(Beginning of Records for this exercise)

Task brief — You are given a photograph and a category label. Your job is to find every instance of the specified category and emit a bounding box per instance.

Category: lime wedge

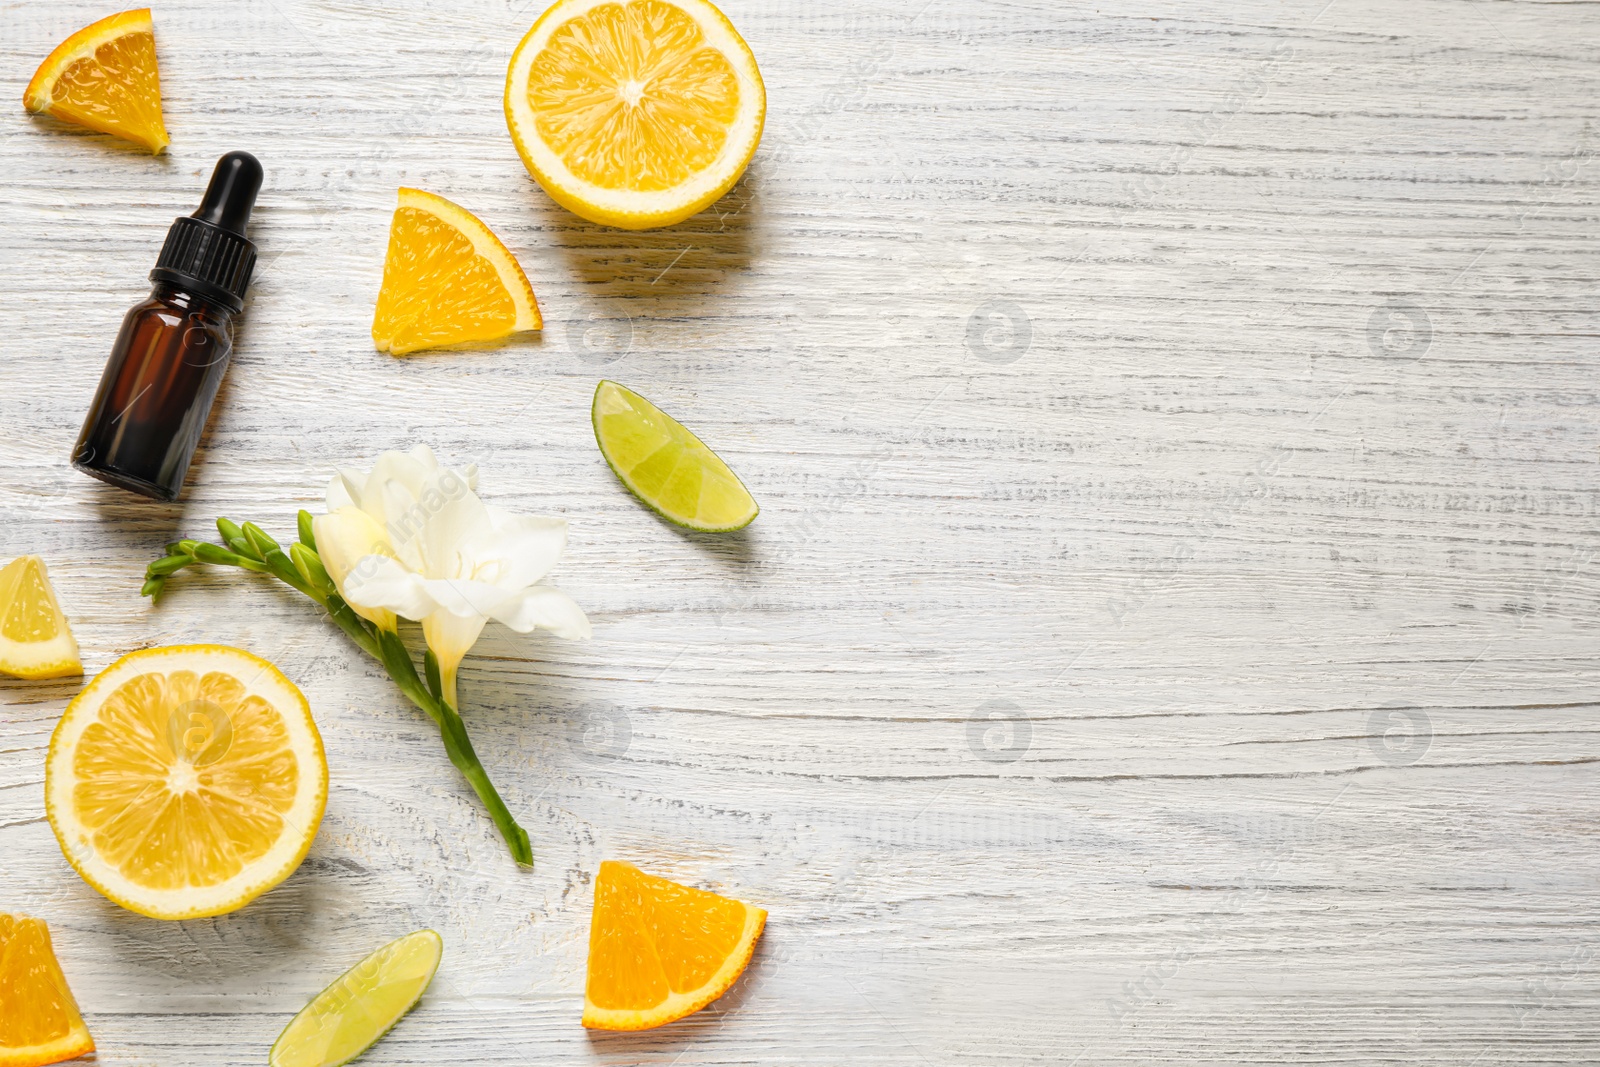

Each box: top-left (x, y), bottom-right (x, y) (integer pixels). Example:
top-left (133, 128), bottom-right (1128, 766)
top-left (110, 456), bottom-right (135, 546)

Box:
top-left (270, 930), bottom-right (443, 1067)
top-left (592, 380), bottom-right (758, 532)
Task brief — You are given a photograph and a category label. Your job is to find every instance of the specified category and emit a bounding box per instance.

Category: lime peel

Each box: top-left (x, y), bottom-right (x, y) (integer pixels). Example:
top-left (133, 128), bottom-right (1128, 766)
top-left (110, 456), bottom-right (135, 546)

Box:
top-left (270, 929), bottom-right (443, 1067)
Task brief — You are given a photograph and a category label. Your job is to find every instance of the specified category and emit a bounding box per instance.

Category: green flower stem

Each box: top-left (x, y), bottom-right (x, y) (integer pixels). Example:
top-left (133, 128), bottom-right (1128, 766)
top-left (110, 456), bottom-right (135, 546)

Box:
top-left (376, 628), bottom-right (432, 710)
top-left (323, 593), bottom-right (382, 660)
top-left (436, 699), bottom-right (533, 866)
top-left (423, 649), bottom-right (445, 704)
top-left (262, 547), bottom-right (314, 598)
top-left (439, 665), bottom-right (461, 712)
top-left (144, 518), bottom-right (535, 868)
top-left (373, 629), bottom-right (532, 867)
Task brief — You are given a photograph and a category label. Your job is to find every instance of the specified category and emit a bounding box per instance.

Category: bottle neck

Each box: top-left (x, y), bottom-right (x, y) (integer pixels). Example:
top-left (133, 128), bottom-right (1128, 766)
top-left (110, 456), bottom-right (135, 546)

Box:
top-left (150, 279), bottom-right (235, 320)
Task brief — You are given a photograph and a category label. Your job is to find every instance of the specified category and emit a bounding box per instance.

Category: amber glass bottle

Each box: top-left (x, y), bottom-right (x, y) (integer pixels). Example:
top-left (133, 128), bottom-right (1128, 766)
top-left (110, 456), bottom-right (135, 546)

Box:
top-left (73, 151), bottom-right (262, 502)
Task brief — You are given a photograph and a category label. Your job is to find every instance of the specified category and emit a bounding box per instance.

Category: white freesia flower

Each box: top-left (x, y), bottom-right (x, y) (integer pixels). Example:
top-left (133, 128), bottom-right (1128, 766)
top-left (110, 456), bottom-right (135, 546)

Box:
top-left (313, 445), bottom-right (590, 705)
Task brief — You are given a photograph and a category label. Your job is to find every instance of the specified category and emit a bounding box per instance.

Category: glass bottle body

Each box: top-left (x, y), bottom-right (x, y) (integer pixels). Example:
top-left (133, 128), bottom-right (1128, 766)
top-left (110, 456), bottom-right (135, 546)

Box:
top-left (73, 281), bottom-right (235, 502)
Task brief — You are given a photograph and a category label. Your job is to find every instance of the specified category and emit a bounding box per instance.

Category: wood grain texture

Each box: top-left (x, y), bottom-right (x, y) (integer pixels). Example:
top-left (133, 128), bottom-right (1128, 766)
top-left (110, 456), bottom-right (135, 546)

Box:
top-left (2, 0), bottom-right (1599, 1062)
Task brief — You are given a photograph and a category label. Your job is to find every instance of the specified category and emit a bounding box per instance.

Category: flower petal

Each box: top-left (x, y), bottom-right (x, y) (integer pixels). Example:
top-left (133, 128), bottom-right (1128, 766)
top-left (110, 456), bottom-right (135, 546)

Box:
top-left (361, 451), bottom-right (421, 527)
top-left (477, 507), bottom-right (568, 589)
top-left (419, 479), bottom-right (493, 580)
top-left (344, 560), bottom-right (516, 623)
top-left (326, 472), bottom-right (358, 511)
top-left (491, 585), bottom-right (592, 640)
top-left (340, 556), bottom-right (441, 622)
top-left (422, 576), bottom-right (520, 619)
top-left (408, 443), bottom-right (440, 471)
top-left (312, 508), bottom-right (398, 631)
top-left (423, 609), bottom-right (486, 678)
top-left (375, 479), bottom-right (425, 570)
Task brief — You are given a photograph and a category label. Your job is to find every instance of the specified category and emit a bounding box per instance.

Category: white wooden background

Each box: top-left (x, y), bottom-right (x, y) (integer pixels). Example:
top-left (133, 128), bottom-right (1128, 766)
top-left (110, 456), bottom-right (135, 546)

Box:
top-left (2, 0), bottom-right (1598, 1063)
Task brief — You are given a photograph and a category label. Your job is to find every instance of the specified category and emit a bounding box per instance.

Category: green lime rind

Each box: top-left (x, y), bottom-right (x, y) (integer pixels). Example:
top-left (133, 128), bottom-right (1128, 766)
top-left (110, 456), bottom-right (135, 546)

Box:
top-left (591, 380), bottom-right (759, 533)
top-left (269, 929), bottom-right (443, 1067)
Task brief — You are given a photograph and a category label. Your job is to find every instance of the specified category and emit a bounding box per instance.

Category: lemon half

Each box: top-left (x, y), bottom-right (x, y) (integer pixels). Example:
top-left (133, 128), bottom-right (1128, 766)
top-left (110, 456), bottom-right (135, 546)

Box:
top-left (505, 0), bottom-right (766, 230)
top-left (45, 645), bottom-right (327, 920)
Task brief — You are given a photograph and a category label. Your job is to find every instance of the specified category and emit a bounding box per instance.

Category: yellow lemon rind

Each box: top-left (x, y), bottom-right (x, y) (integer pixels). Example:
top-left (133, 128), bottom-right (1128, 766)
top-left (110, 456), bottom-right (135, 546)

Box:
top-left (504, 0), bottom-right (766, 231)
top-left (582, 903), bottom-right (764, 1031)
top-left (22, 8), bottom-right (170, 154)
top-left (0, 632), bottom-right (81, 680)
top-left (44, 644), bottom-right (327, 921)
top-left (373, 187), bottom-right (541, 356)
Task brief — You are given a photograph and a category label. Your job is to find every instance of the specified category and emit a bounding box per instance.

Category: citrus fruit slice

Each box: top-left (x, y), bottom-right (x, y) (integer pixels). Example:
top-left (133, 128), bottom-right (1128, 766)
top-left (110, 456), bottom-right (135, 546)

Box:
top-left (582, 860), bottom-right (766, 1030)
top-left (269, 930), bottom-right (442, 1067)
top-left (23, 8), bottom-right (170, 154)
top-left (0, 913), bottom-right (95, 1067)
top-left (592, 380), bottom-right (758, 531)
top-left (0, 556), bottom-right (81, 681)
top-left (45, 645), bottom-right (327, 921)
top-left (372, 188), bottom-right (542, 357)
top-left (505, 0), bottom-right (766, 230)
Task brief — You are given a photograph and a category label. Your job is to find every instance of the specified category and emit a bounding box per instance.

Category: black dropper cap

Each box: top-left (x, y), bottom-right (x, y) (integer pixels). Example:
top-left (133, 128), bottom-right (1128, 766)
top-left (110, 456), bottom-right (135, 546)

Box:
top-left (150, 151), bottom-right (262, 313)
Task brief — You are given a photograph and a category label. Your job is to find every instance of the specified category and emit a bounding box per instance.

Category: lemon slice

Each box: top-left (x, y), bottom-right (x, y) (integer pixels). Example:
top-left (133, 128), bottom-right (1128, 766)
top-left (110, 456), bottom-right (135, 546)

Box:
top-left (0, 556), bottom-right (81, 680)
top-left (0, 913), bottom-right (96, 1067)
top-left (270, 930), bottom-right (442, 1067)
top-left (372, 187), bottom-right (542, 357)
top-left (23, 8), bottom-right (170, 153)
top-left (592, 380), bottom-right (757, 531)
top-left (45, 645), bottom-right (327, 921)
top-left (505, 0), bottom-right (766, 230)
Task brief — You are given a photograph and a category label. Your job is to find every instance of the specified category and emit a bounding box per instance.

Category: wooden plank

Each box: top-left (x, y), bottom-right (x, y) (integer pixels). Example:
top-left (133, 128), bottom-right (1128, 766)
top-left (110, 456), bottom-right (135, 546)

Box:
top-left (2, 0), bottom-right (1598, 1062)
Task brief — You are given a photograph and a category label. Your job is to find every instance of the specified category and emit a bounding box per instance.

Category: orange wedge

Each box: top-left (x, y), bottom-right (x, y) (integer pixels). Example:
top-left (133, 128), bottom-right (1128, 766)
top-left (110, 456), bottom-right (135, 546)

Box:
top-left (372, 188), bottom-right (542, 357)
top-left (23, 9), bottom-right (170, 154)
top-left (0, 913), bottom-right (95, 1067)
top-left (582, 860), bottom-right (766, 1031)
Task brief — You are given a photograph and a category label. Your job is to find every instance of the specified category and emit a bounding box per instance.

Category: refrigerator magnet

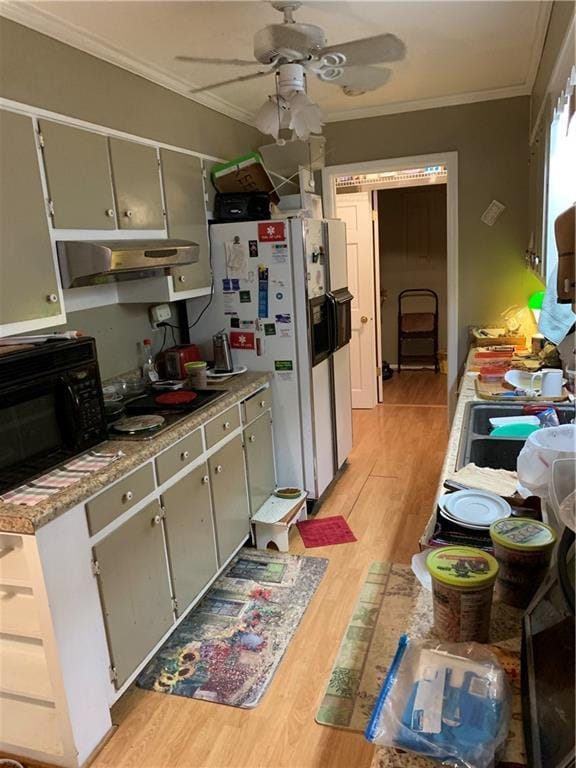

(End of Records for this exercise)

Report every line of the records that contains the word "slice".

Category: citrus fruit slice
Category: lemon slice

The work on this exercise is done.